** START **
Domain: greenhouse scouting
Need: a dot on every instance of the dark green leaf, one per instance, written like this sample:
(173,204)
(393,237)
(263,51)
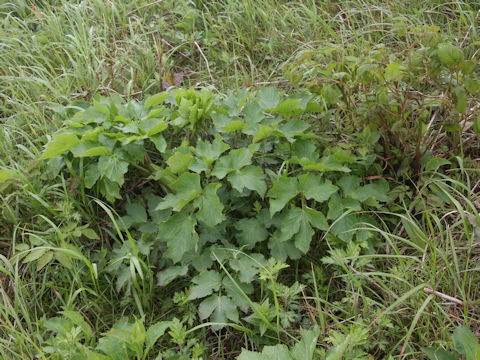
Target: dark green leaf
(179,230)
(113,168)
(250,177)
(282,191)
(209,206)
(250,232)
(205,284)
(314,187)
(60,144)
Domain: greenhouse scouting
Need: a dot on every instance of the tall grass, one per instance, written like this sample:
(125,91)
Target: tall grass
(58,51)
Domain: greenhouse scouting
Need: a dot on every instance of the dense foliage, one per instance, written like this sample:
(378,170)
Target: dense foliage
(239,179)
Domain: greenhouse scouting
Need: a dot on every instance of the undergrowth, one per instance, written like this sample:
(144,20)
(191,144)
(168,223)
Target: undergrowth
(239,179)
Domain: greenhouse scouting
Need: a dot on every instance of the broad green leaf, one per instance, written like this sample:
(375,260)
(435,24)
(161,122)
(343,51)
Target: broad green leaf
(250,177)
(438,354)
(291,224)
(234,160)
(159,142)
(247,266)
(250,232)
(113,168)
(449,54)
(461,100)
(281,250)
(289,107)
(253,112)
(186,187)
(304,236)
(171,273)
(97,151)
(263,132)
(298,225)
(209,206)
(211,151)
(220,309)
(268,98)
(344,227)
(60,144)
(205,284)
(179,162)
(314,187)
(91,175)
(179,230)
(137,212)
(282,191)
(316,219)
(234,125)
(292,128)
(153,126)
(335,207)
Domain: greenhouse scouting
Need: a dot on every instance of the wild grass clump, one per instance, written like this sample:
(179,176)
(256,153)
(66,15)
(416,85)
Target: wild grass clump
(312,195)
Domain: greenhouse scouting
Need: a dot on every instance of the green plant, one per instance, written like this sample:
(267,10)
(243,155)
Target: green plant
(404,99)
(261,182)
(466,344)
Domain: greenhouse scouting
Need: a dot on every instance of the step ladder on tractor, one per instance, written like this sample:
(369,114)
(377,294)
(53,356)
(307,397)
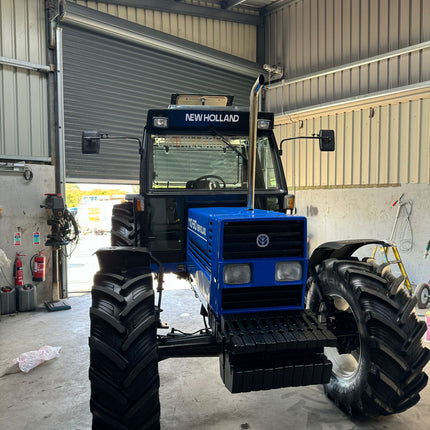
** END **
TASK GOAL =
Gather each line of the records above that contains the word "broad", and copy those lines in full.

RESPONSE FOR THIS EXERCISE =
Need: a dot on every instance of the broad green leaf, one per instance, written like this sample:
Target: broad green leaf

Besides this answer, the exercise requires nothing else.